◆ EXCERPT ◆
►
First method is the mentioned before means to provide the type of the current colorizer to the visualization widget for the user reference.

/*! @brief Get type of the colorizer.
 *  @return Value of enum ColorizerType 
	corresponding to the current colorizer.
 */
virtual ColorizerType getType() = 0;

It has a Doxygen comment block giving the brief description of the method, as well as the description of the return value. This method is specified as virtual, meaning that when the caller has the pointer to the interface, calling a method on it will execute the method’s implementation in the concrete subclass. This concept is often called override, and is required for following the core object-oriented programming principle of polymorphism.

Additionally, it is an abstract or purely virtual method, which is indicated by = 0 after the method's name. This means that the interface IColorizer provides NO implementation for this method, and this method MUST be implemented in subclasses. This is a requirement for an interface, as interface specifies only a set of methods. If you need to have some basic/base implementation for some of the methods, then instead of an interface you will need a similar concept that is called abstract base class, and when you provide default implementation for all of the methods, then it is simply a base class. But in both those cases, it will already be under the focus of another core object-oriented programming principle of inheritance.

IV.2 Transfer function

Second method is the essence of the transfer function: converting data values to colors.

/*! @brief Colorize a single value.
 * @pre 0 <= val <= 1
 * @param[in] val Floating-point value in range [0,1]
 * @param[out] pr Pointer to float variable 
	receiving red channel value (in [0,1]).
 * @param[out] pg Pointer to float variable 
	receiving green channel value (in [0,1]).
 * @param[out] pb Pointer to float variable 
	receiving blue channel value (in [0,1]).
 */
virtual void colorize(float val, 
			float* pr, 
			float *pg, 
			float *pb) = 0;

Its Doxygen comment looks a bit more complicated than all the others, but it is still self-explanatory.

It starts with a brief description of the method.
◄
◆ YOUR GOAL ◆
Could you write out, word for word, the part of the colorizer excerpt that opens with "Second method is" and closes with "red channel value (in [0,1])."? The listing that follows is separate material, unrelated to the colorizer excerpt.

◆ COLLECTED DATA ◆
►
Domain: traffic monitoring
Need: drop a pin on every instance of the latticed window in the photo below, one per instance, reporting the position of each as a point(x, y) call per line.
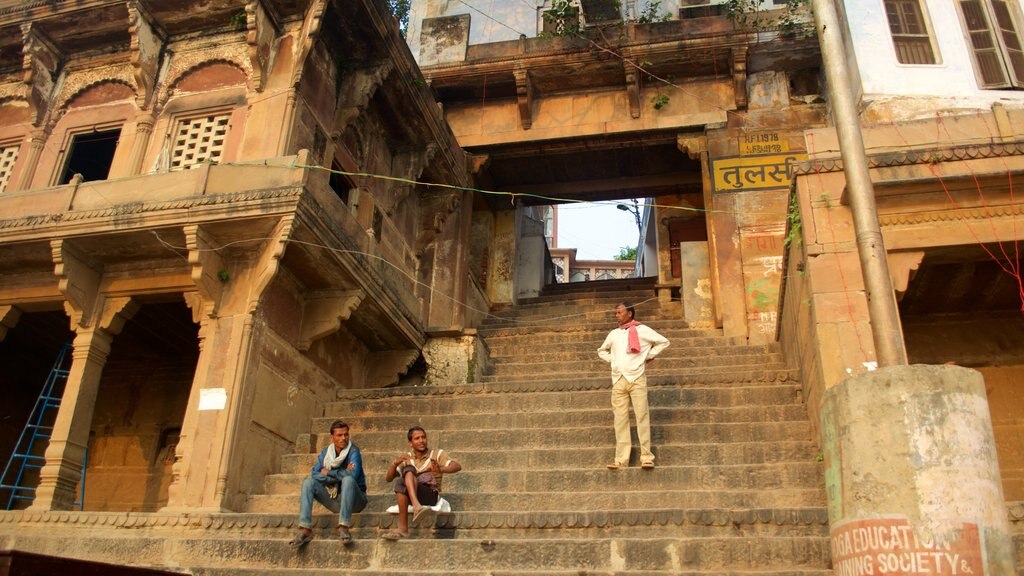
◄
◆ ANSWER TO THE PROBLEM ◆
Second method is the essence of the transfer function: converting data values to colors.

/*! @brief Colorize a single value.
 * @pre 0 <= val <= 1
 * @param[in] val Floating-point value in range [0,1]
 * @param[out] pr Pointer to float variable 
	receiving red channel value (in [0,1]).